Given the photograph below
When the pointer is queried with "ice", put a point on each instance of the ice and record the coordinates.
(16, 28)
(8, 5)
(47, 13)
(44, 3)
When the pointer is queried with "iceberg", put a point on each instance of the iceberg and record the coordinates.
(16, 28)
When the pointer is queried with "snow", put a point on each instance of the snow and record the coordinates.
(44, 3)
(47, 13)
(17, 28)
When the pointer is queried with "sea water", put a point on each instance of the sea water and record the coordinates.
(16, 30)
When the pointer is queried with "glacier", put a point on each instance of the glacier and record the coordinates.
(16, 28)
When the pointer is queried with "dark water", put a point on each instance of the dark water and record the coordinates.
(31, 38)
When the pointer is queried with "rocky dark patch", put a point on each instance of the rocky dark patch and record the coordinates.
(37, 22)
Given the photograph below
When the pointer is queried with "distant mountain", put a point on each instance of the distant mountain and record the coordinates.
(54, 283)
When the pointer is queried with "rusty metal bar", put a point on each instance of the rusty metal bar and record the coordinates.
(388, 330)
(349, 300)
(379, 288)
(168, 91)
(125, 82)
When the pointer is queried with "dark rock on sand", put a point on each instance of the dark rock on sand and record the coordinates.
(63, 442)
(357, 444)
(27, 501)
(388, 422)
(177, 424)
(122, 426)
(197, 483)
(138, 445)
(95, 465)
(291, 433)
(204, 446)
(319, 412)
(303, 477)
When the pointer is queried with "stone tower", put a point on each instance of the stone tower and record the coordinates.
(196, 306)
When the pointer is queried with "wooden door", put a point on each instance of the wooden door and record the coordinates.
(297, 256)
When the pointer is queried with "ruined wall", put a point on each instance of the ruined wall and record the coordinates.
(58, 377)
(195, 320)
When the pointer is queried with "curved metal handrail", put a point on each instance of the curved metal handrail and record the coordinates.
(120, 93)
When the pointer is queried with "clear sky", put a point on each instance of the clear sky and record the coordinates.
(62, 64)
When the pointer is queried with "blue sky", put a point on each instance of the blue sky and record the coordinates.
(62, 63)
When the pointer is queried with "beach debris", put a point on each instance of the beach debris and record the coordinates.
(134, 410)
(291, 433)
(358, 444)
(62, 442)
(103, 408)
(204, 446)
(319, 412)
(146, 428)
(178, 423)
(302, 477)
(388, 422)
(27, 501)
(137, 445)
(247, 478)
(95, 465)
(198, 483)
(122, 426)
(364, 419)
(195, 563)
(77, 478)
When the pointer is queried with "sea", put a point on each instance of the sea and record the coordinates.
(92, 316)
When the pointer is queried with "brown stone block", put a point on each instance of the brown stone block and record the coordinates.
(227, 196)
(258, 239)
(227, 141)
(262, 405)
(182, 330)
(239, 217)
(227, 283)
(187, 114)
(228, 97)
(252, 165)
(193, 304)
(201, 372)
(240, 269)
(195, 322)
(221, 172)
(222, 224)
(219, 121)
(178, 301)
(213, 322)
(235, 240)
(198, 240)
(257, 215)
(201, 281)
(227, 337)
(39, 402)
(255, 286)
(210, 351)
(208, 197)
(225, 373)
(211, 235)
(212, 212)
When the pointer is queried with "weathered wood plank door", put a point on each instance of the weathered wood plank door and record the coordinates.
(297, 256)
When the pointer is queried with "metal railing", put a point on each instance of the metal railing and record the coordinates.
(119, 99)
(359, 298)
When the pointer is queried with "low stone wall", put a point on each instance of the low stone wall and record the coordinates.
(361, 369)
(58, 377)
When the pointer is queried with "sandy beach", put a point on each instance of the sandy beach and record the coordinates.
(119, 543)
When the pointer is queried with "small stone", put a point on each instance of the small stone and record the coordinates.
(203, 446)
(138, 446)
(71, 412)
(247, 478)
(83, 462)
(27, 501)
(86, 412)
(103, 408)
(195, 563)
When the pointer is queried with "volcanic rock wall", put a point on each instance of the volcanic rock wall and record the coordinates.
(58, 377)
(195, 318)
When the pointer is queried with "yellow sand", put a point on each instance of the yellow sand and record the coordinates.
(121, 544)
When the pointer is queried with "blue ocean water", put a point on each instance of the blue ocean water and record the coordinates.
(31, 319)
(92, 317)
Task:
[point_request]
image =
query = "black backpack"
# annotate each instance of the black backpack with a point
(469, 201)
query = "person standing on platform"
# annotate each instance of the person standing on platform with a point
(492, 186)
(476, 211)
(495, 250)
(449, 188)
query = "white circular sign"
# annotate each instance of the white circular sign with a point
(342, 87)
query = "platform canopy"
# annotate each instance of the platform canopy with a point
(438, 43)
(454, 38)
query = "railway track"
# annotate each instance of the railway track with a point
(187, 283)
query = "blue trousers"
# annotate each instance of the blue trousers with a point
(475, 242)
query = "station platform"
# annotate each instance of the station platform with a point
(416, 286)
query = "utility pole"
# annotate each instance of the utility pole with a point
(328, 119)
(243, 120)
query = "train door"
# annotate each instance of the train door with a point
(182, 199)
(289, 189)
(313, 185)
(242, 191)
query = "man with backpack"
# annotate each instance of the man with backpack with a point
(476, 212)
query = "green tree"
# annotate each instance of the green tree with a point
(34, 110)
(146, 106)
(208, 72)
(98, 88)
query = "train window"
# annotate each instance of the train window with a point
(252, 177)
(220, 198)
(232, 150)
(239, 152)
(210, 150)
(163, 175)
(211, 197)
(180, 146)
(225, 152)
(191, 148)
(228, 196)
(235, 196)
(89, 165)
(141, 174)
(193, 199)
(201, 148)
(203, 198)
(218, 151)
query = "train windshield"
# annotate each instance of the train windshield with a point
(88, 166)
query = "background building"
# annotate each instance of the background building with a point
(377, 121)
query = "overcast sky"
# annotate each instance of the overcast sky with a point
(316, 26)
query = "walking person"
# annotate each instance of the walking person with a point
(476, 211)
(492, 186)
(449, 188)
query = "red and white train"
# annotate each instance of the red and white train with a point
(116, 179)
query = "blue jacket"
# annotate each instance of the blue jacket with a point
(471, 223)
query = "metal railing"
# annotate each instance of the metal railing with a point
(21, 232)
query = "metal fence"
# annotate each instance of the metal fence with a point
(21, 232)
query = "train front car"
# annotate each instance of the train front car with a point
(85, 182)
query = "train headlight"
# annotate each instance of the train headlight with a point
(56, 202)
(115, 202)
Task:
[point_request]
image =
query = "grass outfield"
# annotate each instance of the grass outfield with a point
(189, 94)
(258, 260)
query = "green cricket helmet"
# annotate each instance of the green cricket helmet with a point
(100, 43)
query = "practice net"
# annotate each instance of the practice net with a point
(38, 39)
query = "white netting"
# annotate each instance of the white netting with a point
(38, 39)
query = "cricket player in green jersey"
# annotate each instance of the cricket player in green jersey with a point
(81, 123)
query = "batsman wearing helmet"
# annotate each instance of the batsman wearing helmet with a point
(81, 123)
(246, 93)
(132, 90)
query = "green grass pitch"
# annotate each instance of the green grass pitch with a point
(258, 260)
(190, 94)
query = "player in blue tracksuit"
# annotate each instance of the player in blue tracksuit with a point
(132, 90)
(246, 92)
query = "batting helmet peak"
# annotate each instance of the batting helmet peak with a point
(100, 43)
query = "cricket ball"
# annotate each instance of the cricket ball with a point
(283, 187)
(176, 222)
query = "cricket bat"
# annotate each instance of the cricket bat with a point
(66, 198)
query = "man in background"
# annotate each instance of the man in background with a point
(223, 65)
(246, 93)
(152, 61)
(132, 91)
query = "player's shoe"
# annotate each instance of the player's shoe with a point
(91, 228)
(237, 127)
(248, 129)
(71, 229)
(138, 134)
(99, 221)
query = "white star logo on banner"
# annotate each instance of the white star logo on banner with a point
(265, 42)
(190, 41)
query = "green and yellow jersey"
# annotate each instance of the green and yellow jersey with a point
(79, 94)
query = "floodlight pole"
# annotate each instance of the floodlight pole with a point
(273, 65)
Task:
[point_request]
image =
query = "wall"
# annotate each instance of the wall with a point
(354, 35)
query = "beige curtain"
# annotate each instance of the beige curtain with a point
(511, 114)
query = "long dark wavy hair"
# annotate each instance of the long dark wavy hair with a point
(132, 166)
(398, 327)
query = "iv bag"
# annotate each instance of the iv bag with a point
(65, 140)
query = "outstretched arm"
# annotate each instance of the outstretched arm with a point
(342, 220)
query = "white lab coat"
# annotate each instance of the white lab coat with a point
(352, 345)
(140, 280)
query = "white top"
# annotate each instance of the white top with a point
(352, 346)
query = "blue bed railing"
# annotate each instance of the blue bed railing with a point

++++++++

* [WORK REQUIRED]:
Count the lines in the listing above that contain the word "curtain", and give only the number.

* [EXERCISE SOLUTION]:
2